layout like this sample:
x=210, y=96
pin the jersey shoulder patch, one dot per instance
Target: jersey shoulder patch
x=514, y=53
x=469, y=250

→ WAS BENÖTIGT WIRD
Gib sämtliche Zeilen der Auflistung oben unverändert und vollständig wieder.

→ SCHRIFTLICHE ANTWORT
layout like this sample:
x=210, y=96
pin the jersey shoulder patch, one dot per instance
Target: jersey shoulder patch
x=514, y=53
x=469, y=250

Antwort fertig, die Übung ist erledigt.